List every line of the items below that contains the word "forested", copying each such line in full. Case counts.

**PROVIDED MATERIAL:**
[start]

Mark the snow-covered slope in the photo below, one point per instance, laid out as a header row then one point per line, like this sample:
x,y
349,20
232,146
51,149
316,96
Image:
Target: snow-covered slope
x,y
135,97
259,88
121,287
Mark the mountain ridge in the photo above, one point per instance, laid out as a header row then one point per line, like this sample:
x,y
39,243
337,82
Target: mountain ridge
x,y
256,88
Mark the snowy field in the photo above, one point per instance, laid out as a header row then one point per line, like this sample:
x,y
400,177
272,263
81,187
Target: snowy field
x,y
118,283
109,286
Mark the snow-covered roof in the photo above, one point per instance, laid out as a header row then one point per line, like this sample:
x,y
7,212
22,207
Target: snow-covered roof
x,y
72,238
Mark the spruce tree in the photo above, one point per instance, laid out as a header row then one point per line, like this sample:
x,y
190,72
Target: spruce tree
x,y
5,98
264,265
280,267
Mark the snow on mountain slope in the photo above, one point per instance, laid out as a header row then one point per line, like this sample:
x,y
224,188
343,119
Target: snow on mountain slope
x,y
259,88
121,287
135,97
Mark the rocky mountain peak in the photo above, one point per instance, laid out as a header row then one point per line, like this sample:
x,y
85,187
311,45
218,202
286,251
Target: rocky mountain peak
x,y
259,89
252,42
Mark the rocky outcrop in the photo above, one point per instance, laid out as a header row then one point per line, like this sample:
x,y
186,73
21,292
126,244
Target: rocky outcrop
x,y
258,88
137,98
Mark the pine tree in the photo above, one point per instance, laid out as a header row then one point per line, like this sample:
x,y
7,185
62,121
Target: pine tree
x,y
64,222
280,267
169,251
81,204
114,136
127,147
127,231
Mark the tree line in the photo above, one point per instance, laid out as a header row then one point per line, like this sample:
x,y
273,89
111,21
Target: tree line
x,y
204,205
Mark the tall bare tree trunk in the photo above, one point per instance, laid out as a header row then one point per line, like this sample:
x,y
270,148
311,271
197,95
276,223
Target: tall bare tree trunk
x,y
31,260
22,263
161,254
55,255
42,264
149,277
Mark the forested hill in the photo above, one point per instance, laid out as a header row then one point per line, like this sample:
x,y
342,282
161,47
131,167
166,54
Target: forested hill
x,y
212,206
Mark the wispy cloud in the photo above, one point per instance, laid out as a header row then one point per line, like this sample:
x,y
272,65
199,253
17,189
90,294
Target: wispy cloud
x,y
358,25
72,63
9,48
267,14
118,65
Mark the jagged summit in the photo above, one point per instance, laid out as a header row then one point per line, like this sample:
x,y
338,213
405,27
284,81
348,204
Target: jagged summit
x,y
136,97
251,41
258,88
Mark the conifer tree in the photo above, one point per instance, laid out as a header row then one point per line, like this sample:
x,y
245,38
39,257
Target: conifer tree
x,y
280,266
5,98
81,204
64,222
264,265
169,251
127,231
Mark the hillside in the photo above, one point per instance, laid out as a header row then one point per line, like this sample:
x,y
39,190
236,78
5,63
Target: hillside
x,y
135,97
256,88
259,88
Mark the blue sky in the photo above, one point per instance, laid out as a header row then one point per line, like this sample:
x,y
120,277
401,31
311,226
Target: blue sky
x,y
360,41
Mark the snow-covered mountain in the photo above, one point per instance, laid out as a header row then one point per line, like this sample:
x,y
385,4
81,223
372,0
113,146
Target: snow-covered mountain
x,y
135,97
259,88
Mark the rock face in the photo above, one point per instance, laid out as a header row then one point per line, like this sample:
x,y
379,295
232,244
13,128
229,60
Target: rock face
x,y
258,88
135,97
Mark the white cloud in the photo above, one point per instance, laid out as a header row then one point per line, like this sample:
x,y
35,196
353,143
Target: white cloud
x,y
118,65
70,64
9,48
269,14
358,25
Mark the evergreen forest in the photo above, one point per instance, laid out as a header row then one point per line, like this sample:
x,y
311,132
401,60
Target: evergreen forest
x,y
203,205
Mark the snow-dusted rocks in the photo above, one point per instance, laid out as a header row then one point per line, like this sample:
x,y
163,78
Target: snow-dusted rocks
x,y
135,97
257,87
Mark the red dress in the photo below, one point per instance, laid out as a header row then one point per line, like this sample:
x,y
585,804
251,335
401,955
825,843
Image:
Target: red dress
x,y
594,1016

[end]
[start]

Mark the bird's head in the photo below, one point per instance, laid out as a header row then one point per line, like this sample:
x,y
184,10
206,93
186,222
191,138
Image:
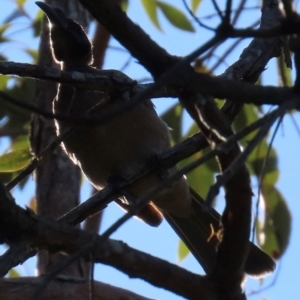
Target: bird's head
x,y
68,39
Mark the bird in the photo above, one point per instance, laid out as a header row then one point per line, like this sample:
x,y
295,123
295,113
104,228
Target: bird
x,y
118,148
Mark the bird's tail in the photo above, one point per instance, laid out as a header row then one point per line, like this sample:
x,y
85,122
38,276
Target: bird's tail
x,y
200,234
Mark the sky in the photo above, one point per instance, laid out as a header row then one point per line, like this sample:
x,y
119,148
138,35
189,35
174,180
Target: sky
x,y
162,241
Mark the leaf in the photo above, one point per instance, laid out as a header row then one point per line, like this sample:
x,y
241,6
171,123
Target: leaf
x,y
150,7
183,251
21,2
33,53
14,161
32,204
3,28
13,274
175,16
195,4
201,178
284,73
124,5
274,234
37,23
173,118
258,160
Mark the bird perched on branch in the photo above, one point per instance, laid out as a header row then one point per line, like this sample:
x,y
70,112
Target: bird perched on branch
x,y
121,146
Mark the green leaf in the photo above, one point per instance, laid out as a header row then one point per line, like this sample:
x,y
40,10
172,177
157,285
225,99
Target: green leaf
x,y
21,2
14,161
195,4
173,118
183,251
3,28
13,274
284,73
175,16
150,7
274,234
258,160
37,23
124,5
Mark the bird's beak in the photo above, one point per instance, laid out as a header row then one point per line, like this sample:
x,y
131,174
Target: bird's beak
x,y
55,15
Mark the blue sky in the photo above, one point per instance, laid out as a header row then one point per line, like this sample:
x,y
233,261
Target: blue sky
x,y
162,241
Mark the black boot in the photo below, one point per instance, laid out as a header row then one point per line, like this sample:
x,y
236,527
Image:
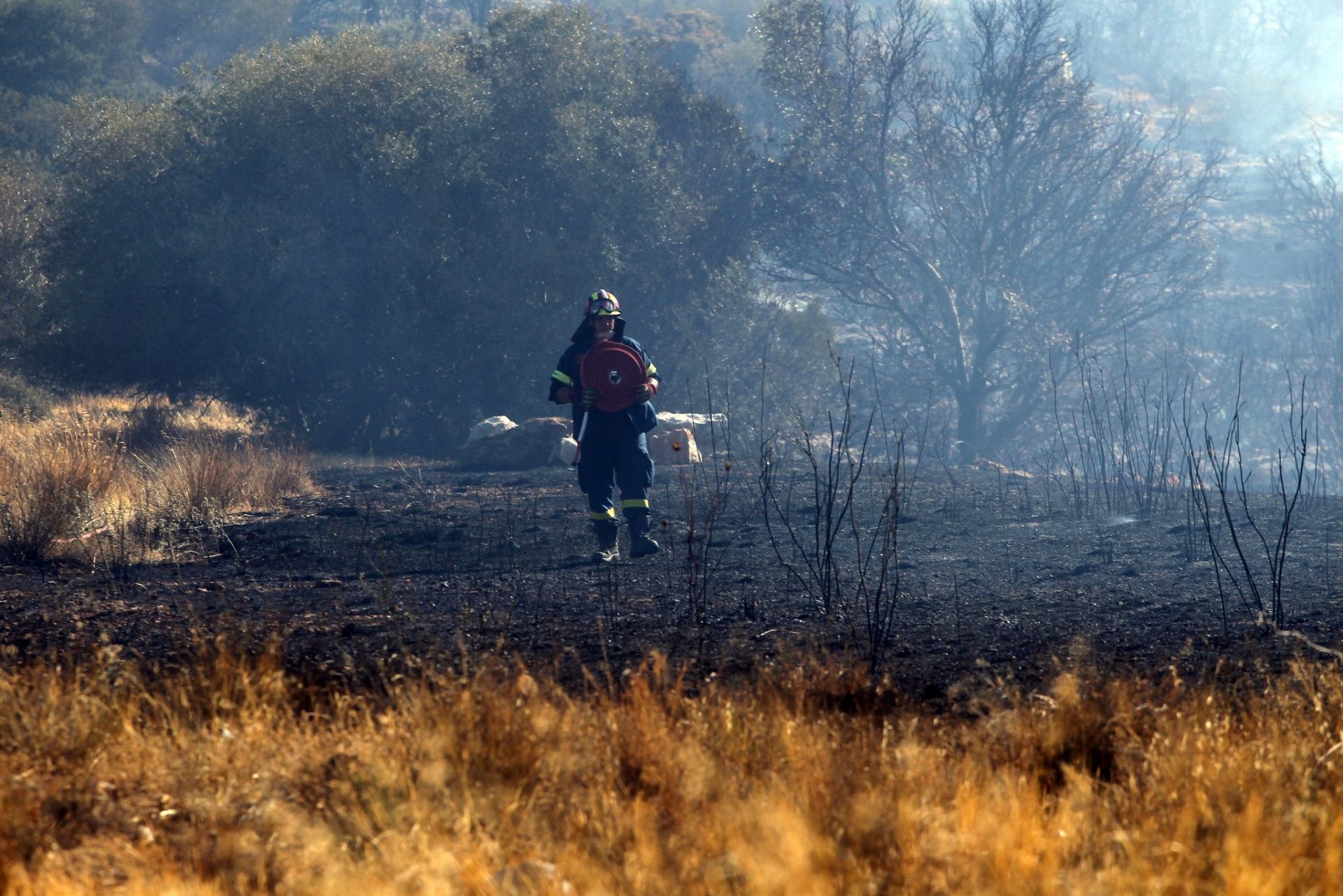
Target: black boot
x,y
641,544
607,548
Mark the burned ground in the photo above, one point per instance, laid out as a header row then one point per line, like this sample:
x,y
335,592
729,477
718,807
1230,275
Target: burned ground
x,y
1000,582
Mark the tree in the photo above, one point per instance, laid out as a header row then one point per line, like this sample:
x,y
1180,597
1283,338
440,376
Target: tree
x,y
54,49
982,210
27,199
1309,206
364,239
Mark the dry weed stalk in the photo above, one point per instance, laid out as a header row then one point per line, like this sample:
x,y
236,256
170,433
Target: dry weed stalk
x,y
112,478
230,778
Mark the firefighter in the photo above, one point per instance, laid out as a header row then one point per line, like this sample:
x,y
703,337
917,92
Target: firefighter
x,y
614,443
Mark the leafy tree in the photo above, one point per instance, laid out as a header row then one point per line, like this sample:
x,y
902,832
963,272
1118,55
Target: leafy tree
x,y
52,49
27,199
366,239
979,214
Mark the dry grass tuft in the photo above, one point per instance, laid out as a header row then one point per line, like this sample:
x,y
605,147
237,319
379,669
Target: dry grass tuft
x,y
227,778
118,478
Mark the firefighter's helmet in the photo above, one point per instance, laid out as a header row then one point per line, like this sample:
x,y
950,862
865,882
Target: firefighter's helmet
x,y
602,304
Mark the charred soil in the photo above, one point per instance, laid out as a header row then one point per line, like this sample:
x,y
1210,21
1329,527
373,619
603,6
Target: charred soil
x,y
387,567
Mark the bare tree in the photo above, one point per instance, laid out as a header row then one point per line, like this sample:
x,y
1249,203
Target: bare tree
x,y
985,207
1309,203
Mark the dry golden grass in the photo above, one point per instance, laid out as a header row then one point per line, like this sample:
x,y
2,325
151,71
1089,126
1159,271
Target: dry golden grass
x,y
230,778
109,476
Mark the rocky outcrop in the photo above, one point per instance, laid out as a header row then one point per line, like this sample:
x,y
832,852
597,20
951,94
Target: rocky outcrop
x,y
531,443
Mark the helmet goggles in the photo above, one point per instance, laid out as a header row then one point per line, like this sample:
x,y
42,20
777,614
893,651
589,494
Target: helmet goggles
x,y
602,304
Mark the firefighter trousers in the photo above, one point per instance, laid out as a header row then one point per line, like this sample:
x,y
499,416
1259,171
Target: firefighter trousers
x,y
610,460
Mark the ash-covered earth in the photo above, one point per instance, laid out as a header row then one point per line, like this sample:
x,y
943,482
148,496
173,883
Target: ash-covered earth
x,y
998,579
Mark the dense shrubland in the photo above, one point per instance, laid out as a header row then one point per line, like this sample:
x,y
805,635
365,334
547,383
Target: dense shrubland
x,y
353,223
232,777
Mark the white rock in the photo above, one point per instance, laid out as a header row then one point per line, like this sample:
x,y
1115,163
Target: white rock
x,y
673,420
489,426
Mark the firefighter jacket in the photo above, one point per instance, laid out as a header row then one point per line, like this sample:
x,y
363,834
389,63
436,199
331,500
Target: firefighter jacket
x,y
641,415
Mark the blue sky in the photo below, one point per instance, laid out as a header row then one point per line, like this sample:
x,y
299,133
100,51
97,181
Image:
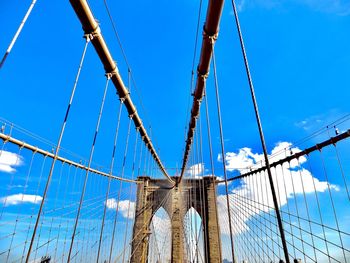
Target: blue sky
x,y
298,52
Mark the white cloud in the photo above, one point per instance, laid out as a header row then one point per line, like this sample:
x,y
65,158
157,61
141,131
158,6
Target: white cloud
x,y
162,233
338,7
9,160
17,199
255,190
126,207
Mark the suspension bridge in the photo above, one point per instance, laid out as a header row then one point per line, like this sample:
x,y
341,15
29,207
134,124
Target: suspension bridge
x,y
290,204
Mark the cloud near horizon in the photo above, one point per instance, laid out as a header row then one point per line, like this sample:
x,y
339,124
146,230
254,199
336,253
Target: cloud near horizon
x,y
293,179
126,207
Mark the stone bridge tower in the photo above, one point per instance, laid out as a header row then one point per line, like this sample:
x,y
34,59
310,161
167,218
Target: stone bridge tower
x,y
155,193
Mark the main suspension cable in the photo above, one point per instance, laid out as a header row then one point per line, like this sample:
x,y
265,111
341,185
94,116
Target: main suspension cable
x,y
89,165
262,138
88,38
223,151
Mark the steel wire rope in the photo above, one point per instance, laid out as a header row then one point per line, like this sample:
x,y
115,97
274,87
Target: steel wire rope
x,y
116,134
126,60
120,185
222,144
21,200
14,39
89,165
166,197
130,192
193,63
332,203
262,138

[end]
[start]

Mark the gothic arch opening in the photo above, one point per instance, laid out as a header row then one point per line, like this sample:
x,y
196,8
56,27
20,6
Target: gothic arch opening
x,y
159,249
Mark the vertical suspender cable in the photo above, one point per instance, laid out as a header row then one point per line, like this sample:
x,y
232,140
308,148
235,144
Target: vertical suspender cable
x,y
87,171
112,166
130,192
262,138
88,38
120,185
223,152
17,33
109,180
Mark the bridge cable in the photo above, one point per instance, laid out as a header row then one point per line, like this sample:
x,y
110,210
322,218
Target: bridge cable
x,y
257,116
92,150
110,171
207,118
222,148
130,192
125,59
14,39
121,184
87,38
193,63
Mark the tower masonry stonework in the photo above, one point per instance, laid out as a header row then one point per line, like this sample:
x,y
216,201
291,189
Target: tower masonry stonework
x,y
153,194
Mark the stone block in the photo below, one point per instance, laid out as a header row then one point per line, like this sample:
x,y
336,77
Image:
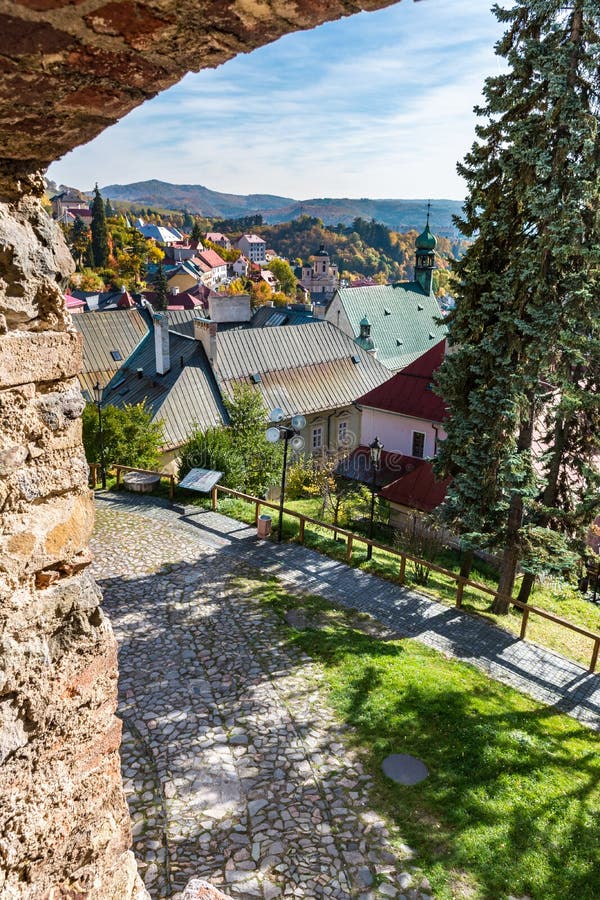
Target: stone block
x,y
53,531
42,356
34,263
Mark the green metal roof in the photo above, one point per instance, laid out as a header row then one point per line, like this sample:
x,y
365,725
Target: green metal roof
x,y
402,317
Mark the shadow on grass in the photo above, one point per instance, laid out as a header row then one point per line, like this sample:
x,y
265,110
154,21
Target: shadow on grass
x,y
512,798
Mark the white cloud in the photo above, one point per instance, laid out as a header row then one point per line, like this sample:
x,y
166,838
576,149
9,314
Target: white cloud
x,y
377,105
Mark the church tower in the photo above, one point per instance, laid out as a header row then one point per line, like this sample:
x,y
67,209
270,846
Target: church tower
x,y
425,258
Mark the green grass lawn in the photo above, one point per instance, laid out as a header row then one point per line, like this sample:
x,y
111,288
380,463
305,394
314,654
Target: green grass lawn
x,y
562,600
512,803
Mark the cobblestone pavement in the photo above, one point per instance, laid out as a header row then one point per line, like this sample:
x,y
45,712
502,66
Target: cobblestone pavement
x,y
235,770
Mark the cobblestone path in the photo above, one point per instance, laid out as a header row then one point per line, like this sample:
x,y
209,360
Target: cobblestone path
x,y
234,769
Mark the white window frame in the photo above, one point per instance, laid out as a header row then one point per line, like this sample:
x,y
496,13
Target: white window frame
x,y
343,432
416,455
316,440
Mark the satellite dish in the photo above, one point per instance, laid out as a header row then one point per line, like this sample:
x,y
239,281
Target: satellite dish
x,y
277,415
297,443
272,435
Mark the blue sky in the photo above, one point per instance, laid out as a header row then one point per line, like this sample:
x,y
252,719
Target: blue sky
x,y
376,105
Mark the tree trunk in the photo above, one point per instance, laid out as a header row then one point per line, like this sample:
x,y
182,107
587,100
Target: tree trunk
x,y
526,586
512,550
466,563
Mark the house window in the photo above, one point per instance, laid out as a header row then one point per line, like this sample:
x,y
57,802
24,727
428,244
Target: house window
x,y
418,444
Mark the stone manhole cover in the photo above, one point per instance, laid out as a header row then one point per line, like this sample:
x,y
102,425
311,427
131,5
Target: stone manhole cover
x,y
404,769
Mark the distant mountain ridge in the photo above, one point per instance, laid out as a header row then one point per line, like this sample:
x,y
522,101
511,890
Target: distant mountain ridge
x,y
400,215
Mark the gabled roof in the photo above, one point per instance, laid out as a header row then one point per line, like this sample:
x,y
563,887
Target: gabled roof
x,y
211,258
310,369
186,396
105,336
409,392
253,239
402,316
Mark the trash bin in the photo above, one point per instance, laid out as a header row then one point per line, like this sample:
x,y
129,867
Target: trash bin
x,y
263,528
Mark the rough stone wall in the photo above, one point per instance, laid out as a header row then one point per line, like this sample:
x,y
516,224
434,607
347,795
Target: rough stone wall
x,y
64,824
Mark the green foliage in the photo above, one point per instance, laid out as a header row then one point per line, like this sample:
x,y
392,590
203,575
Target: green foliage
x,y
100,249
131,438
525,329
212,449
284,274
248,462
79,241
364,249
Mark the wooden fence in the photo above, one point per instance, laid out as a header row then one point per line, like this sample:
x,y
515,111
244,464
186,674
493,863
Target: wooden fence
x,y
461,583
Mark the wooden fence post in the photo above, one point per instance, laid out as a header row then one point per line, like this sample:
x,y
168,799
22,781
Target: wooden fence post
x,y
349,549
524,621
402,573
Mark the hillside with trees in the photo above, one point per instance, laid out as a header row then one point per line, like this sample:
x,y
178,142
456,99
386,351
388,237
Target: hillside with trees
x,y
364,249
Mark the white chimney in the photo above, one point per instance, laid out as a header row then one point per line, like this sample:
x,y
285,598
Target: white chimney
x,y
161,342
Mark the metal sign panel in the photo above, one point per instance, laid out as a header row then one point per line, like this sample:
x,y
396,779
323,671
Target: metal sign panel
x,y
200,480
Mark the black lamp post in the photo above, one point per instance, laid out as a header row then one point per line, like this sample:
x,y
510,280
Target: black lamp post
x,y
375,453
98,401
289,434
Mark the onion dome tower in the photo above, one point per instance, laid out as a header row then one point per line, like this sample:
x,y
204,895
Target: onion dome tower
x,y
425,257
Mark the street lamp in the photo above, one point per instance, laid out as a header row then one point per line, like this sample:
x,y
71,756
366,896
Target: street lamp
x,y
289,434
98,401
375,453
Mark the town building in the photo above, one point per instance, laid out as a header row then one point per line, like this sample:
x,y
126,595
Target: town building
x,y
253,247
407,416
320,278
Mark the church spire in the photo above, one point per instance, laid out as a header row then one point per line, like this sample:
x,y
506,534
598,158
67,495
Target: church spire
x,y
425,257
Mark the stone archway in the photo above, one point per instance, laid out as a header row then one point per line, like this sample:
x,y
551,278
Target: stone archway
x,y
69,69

[end]

**TASK RESULT:**
Mark the forested hill in the photo above, one point per instance, laid out as a header row then one point per line, like this sample:
Target: forested hill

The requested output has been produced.